-- THE EXERCISE --
Please transcribe, word for word, the part of the passage on Three Billboards Outside Ebbing, Missouri starting with "As the primary" and going on through "a lethal wit.".

-- TEXT BLOCK --
As the primary constituency that inflicted Donald Trump on the world, white working-class America has a lot to answer for. But as Trump’s presidency blunders into its second year, and we peek through the curtains like terrorized citizens of a western town overrun by outlaws, along comes a white working-class hero that we can root for—a woman named Mildred Hayes.
She’s the protagonist of Three Billboards Outside Ebbing, Missouri, a darkly comic drama set in the fictional Southern town of Ebbing, a sleepy enclave where casual sexism and rote bigotry pass for repartee. Mildred is what Trump might call a nasty woman. Played by an incendiary Frances McDormand, she’s a mother on a mission, deeply embittered and desperate to draw attention to an unsolved crime—the rape and murder of her daughter. Mildred is a walking Molotov cocktail of grief and rage, fused with a lethal wit.

-- ENTRIES SUPPLIED --
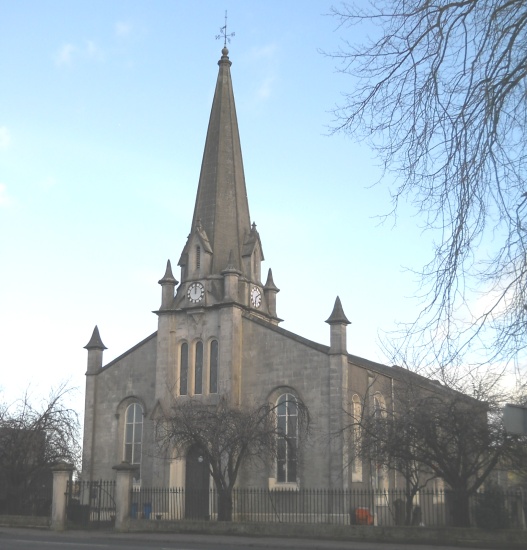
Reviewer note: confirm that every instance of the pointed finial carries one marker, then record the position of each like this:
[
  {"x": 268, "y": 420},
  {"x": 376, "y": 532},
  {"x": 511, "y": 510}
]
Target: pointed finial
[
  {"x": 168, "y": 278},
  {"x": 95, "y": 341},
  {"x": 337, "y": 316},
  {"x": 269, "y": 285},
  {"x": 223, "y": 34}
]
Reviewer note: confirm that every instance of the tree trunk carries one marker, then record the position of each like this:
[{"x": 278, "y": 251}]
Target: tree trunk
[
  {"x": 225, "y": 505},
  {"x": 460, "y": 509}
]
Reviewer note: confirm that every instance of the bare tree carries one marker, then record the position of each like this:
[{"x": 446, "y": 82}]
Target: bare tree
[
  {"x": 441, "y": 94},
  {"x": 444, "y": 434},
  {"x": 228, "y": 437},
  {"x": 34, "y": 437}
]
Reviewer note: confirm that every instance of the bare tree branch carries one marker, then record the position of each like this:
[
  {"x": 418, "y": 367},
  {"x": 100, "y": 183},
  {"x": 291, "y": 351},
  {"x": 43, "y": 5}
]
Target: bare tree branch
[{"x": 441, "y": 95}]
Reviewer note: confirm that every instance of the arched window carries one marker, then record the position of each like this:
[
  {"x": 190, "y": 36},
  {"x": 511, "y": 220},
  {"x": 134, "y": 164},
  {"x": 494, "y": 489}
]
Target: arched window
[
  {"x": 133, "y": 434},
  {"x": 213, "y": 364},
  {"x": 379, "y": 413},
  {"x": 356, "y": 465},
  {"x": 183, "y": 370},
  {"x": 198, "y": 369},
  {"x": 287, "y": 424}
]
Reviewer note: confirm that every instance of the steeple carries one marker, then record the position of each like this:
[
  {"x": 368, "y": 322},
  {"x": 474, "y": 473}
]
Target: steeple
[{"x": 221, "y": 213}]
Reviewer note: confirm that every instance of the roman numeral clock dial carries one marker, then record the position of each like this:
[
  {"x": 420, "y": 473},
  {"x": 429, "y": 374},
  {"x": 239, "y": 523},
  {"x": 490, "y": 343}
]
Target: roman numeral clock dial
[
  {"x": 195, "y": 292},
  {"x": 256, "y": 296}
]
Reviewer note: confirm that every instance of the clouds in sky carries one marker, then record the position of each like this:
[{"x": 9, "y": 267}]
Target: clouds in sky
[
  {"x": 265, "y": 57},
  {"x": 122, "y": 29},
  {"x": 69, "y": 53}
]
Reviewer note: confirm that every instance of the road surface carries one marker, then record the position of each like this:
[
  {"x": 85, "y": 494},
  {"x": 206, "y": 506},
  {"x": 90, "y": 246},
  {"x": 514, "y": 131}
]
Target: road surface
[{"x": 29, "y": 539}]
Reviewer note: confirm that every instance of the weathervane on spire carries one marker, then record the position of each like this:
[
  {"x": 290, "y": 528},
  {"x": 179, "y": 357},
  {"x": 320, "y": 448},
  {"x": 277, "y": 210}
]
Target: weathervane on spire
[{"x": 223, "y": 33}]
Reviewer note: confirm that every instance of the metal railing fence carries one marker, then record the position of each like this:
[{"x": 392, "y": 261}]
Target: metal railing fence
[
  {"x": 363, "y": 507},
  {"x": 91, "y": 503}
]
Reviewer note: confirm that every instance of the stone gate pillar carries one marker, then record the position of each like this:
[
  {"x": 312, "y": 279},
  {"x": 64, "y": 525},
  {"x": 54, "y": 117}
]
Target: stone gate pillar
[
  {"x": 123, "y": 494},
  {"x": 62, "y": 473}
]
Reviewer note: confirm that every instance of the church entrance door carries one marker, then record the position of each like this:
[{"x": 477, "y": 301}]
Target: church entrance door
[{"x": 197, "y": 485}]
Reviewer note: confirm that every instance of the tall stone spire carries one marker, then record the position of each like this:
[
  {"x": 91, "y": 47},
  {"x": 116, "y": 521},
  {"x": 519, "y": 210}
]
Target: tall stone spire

-- ANSWER BELOW --
As the primary constituency that inflicted Donald Trump on the world, white working-class America has a lot to answer for. But as Trump’s presidency blunders into its second year, and we peek through the curtains like terrorized citizens of a western town overrun by outlaws, along comes a white working-class hero that we can root for—a woman named Mildred Hayes.
She’s the protagonist of Three Billboards Outside Ebbing, Missouri, a darkly comic drama set in the fictional Southern town of Ebbing, a sleepy enclave where casual sexism and rote bigotry pass for repartee. Mildred is what Trump might call a nasty woman. Played by an incendiary Frances McDormand, she’s a mother on a mission, deeply embittered and desperate to draw attention to an unsolved crime—the rape and murder of her daughter. Mildred is a walking Molotov cocktail of grief and rage, fused with a lethal wit.